start Source document

Growth leaders like 3M, Diageo, Salesforce.com, Celgene, and LEGO see opportunities sooner, bring more and better initiatives successfully to market, and improve innovation productivity by orchestrating the three entwined elements of innovation ability:
• Culture. An organisation’s shared values and beliefs, defining appropriate and inappropriate behaviours. It is often summed up simply as “the way we do things around here.”
• Capabilities. The combination of skills, technology, and knowledge that allows the firm to execute specific activities and innovation processes.
• Configuration. The structure of the organisation, including how resources are allocated, who bears responsibility for achieving targets, and how success is measured.
Efforts to build new innovation capabilities or improve the firm’s configuration will succeed when they are supported by the appropriate cultural attributes. Conversely, a dysfunctional culture is hard to surmount. The poster child is Sony, who missed both the iPod and the smartphone revolution. As Howard Stringer, the current CEO of Sony, who was brought in as an outsider and charged with changing the company’s culture, wryly noted, “Love affairs with status quo continue even after the quo has lost its status.”
A culture has many levels and facets. At the deepest level are the traits or values that express enduring preferences or aspirations. The more accessible expression of these values are norms, which are shared beliefs about appropriate or expected behaviour. The most obvious outcroppings of a culture are the behaviours that top managers and employees exhibit.
Values and Norms of Innovation Cultures
There are no innovative organisations with shallow or forgettable cultures; there is no end of slogans extolling the special traits of innovative organizations. Innovation gurus urge firms to “share to gain,” “always look for a win-win,” “fail fast,” and “learn from failures.” Each has merit. But all reflect an all-too-common faith in “best practices.” Innovation leaders don’t follow best practices; instead they create new practices.
One of the key cultural commonalities among innovative organisations is the belief that more can be learned from the careful dissection of failures than from successes; a failure presents an opportunity to uncover and eliminate the mistake and build something better. Three other highly interrelated cultural traits seem to distinguish innovative firms.
First, these firms are willing to cannibalise their own successful products. This requires an outside-in perspective that recognises that customers will migrate to a better solution when it emerges, regardless of who provides it.
Second, there is a different attitude toward risk. These firms are willing to embrace the very high risk of innovation failure to escape the even higher risk of competitive defeat if they stand still. The likelihood of failure for any innovation initiative, especially beyond the firm’s current capabilities, is dauntingly high, so there is a great temptation to keep investing in the core business because the risk-adjusted returns seem so appealing.

end Source document
start Provided material

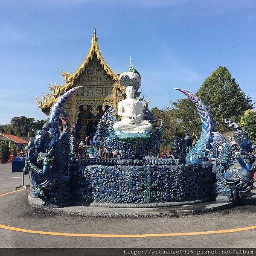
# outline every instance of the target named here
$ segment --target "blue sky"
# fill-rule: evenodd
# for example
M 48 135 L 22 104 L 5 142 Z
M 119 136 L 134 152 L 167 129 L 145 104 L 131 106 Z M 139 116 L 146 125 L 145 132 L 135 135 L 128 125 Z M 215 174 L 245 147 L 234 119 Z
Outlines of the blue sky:
M 255 102 L 256 25 L 252 0 L 0 0 L 0 124 L 46 117 L 35 96 L 80 65 L 95 26 L 112 70 L 131 55 L 151 107 L 183 97 L 174 87 L 196 92 L 219 65 Z

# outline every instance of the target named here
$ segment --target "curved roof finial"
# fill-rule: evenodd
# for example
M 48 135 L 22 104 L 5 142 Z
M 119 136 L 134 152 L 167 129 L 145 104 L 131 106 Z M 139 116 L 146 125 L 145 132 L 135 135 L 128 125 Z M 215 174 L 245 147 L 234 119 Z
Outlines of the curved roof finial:
M 94 32 L 93 32 L 93 35 L 92 36 L 92 43 L 97 41 L 98 38 L 96 36 L 96 27 L 94 27 Z

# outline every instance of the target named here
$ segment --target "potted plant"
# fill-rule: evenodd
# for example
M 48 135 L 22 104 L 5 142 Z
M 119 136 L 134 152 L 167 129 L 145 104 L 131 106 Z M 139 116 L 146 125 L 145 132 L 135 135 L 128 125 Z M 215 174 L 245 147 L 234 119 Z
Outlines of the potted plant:
M 0 163 L 6 163 L 10 156 L 9 147 L 6 143 L 0 141 Z

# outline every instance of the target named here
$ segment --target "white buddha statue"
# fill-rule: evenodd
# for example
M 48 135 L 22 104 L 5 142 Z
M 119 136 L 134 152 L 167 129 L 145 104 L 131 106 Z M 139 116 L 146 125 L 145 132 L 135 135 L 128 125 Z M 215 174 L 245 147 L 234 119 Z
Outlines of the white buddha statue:
M 127 86 L 126 99 L 118 103 L 117 114 L 122 117 L 122 119 L 114 124 L 113 128 L 115 131 L 124 133 L 142 133 L 152 129 L 151 124 L 142 120 L 142 104 L 140 101 L 133 98 L 134 92 L 133 86 Z

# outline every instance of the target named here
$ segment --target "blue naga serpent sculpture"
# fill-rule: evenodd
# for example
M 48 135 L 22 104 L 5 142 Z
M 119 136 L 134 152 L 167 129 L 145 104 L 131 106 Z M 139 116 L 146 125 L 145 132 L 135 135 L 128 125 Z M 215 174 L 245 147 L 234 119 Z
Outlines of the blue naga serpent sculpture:
M 195 105 L 201 118 L 202 130 L 199 140 L 186 157 L 186 163 L 201 163 L 207 160 L 205 148 L 210 133 L 215 131 L 214 121 L 210 110 L 200 98 L 192 93 L 183 89 L 175 88 L 186 95 Z
M 47 122 L 36 132 L 34 145 L 29 145 L 23 171 L 29 174 L 34 195 L 45 201 L 49 199 L 51 192 L 59 191 L 59 188 L 65 187 L 71 178 L 68 166 L 76 161 L 72 152 L 73 138 L 70 138 L 69 132 L 61 134 L 58 126 L 64 103 L 81 87 L 72 89 L 59 98 Z
M 233 138 L 238 153 L 236 154 L 232 139 L 227 140 L 221 134 L 215 131 L 213 119 L 208 107 L 196 95 L 182 89 L 176 89 L 186 95 L 196 105 L 202 122 L 200 138 L 186 157 L 187 163 L 198 164 L 209 160 L 214 161 L 212 171 L 216 174 L 216 190 L 218 196 L 234 200 L 241 193 L 253 188 L 253 177 L 256 169 L 253 165 L 255 158 L 251 154 L 252 145 L 248 134 L 237 123 L 223 120 L 230 128 L 233 128 Z M 241 169 L 233 167 L 236 160 Z
M 233 137 L 236 143 L 238 153 L 236 154 L 236 147 L 231 143 L 231 138 L 226 140 L 218 132 L 210 134 L 207 147 L 209 149 L 206 148 L 206 150 L 209 153 L 209 160 L 215 161 L 212 170 L 218 179 L 218 195 L 236 199 L 239 195 L 241 197 L 241 193 L 249 192 L 253 188 L 255 166 L 253 165 L 255 158 L 250 153 L 252 145 L 248 134 L 242 130 L 237 123 L 232 123 L 225 119 L 223 121 L 230 128 L 233 128 L 235 130 Z M 233 167 L 236 160 L 239 163 L 241 169 Z

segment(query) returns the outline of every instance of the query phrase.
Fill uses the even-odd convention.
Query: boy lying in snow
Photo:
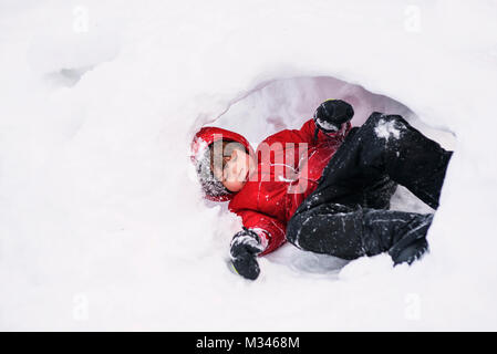
[[[266,138],[256,152],[241,135],[203,127],[191,145],[205,197],[228,201],[244,230],[231,241],[235,270],[259,275],[257,256],[286,240],[342,259],[387,251],[411,264],[428,248],[433,215],[389,210],[397,184],[432,208],[452,152],[398,115],[374,112],[351,128],[354,112],[323,102],[300,129]]]

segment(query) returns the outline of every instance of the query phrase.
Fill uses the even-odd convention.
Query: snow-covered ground
[[[497,330],[497,1],[0,0],[1,330]],[[201,200],[204,124],[324,98],[455,149],[413,267],[284,246],[246,281]],[[405,189],[393,206],[428,211]]]

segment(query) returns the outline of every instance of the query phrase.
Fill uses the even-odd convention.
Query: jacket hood
[[[242,135],[231,131],[205,126],[195,134],[194,139],[191,140],[190,159],[199,176],[205,198],[213,201],[228,201],[231,200],[236,194],[226,189],[221,183],[214,180],[214,176],[207,176],[210,171],[209,146],[219,140],[240,143],[251,156],[255,156],[255,152],[250,146],[250,143]]]

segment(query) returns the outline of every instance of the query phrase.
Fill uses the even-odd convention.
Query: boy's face
[[[249,175],[255,170],[253,158],[239,147],[224,148],[222,163],[214,163],[214,177],[230,191],[244,188]]]

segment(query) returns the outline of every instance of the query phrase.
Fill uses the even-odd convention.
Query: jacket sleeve
[[[250,209],[237,210],[236,214],[241,217],[244,227],[259,236],[265,248],[259,256],[268,254],[284,243],[286,226],[281,221]]]

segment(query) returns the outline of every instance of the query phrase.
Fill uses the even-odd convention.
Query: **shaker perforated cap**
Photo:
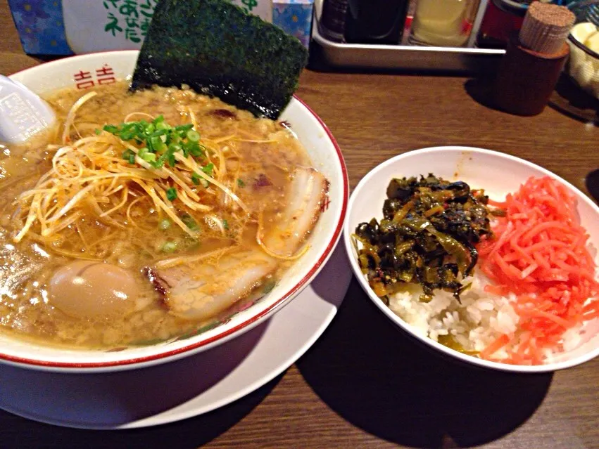
[[[535,1],[524,16],[519,39],[529,50],[553,54],[562,48],[576,20],[565,6]]]

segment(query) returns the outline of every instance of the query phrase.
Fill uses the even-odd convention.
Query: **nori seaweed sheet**
[[[276,119],[307,62],[297,39],[225,0],[160,0],[131,89],[188,84]]]

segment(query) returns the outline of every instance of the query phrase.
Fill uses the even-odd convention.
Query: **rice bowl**
[[[590,246],[596,247],[599,234],[593,224],[599,209],[584,194],[550,172],[527,161],[496,152],[466,147],[441,147],[410,152],[393,157],[369,173],[355,189],[350,200],[346,221],[345,243],[354,274],[379,308],[401,329],[424,344],[463,362],[506,371],[541,372],[569,367],[593,358],[599,353],[599,325],[597,319],[584,322],[579,328],[563,335],[564,351],[546,353],[544,364],[515,365],[473,357],[469,353],[481,351],[503,332],[513,332],[519,316],[512,304],[514,297],[491,294],[484,291],[488,279],[475,269],[472,282],[460,296],[461,304],[451,294],[436,291],[429,302],[420,302],[417,286],[410,285],[389,297],[389,306],[374,294],[356,260],[351,236],[356,226],[381,215],[385,188],[391,178],[417,176],[433,173],[448,181],[460,180],[473,188],[483,188],[492,199],[501,200],[515,191],[530,176],[549,176],[566,187],[577,201],[581,224],[590,235]],[[594,252],[594,249],[591,249]],[[596,252],[592,252],[596,264]],[[460,351],[441,343],[449,336],[460,343]],[[439,343],[439,341],[441,341]],[[451,346],[450,344],[449,345]],[[498,351],[493,360],[505,357]]]

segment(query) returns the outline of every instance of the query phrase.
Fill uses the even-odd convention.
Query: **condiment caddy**
[[[500,43],[496,44],[496,48],[477,46],[483,18],[486,19],[486,12],[488,8],[498,8],[498,5],[500,6],[502,2],[498,0],[464,0],[462,5],[450,4],[450,1],[446,9],[441,11],[446,14],[443,15],[443,26],[434,30],[431,24],[437,23],[441,17],[438,10],[439,0],[432,2],[412,0],[404,11],[407,18],[399,44],[389,44],[384,39],[377,42],[372,39],[356,43],[351,41],[353,39],[339,38],[339,34],[336,35],[339,39],[335,39],[336,36],[332,37],[321,22],[324,1],[315,0],[312,37],[313,41],[322,48],[324,61],[333,67],[488,72],[496,70],[505,53],[504,48],[498,48],[501,46]],[[402,5],[398,4],[395,13],[401,14],[401,7]],[[455,20],[447,19],[448,11],[453,13]],[[465,15],[468,15],[467,20],[464,20]],[[390,18],[389,22],[392,21]],[[465,30],[462,29],[464,23],[469,24]],[[386,35],[390,34],[392,34],[391,32],[386,32]],[[455,46],[441,46],[441,44]]]

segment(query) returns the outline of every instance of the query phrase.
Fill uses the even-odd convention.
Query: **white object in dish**
[[[462,354],[414,332],[413,329],[385,306],[374,293],[362,275],[356,260],[351,235],[360,223],[373,217],[380,219],[387,186],[392,178],[426,176],[453,181],[463,181],[473,188],[483,188],[491,198],[503,200],[505,195],[518,189],[530,176],[549,176],[563,184],[578,200],[581,224],[590,235],[594,249],[591,254],[599,264],[599,207],[586,195],[567,181],[531,162],[504,153],[469,147],[436,147],[410,151],[393,157],[371,170],[358,184],[350,198],[348,215],[343,226],[343,240],[354,275],[374,304],[397,326],[431,348],[462,362],[477,366],[515,372],[546,372],[569,368],[584,363],[599,355],[599,319],[586,322],[584,326],[584,342],[577,348],[555,356],[546,365],[522,366],[499,363]]]
[[[0,365],[0,408],[83,429],[146,427],[206,413],[260,388],[308,351],[336,313],[351,279],[339,247],[280,313],[231,341],[172,363],[110,375]]]
[[[574,41],[595,55],[585,51]],[[599,98],[599,30],[591,22],[577,23],[570,31],[567,43],[570,47],[569,75],[583,89]]]
[[[20,72],[11,77],[42,94],[75,86],[82,89],[130,77],[137,51],[73,56]],[[84,75],[84,77],[83,76]],[[109,75],[109,76],[108,76]],[[320,119],[294,97],[280,120],[289,124],[310,155],[313,166],[329,182],[328,201],[312,232],[310,249],[275,288],[251,307],[225,323],[187,339],[120,351],[66,350],[37,346],[0,334],[0,362],[34,369],[90,372],[139,368],[173,360],[224,343],[266,320],[289,304],[324,266],[339,241],[348,193],[347,171],[341,150]]]

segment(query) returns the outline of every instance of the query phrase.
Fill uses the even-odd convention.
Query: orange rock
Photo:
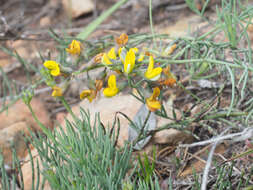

end Provided material

• [Work to be completed]
Please extract the passage of the innovation culture text between "First, these firms" and "seem so appealing.", inclusive, copying it word for word. The listing is not needed for anything here.

• [Exercise output]
First, these firms are willing to cannibalise their own successful products. This requires an outside-in perspective that recognises that customers will migrate to a better solution when it emerges, regardless of who provides it.
Second, there is a different attitude toward risk. These firms are willing to embrace the very high risk of innovation failure to escape the even higher risk of competitive defeat if they stand still. The likelihood of failure for any innovation initiative, especially beyond the firm’s current capabilities, is dauntingly high, so there is a great temptation to keep investing in the core business because the risk-adjusted returns seem so appealing.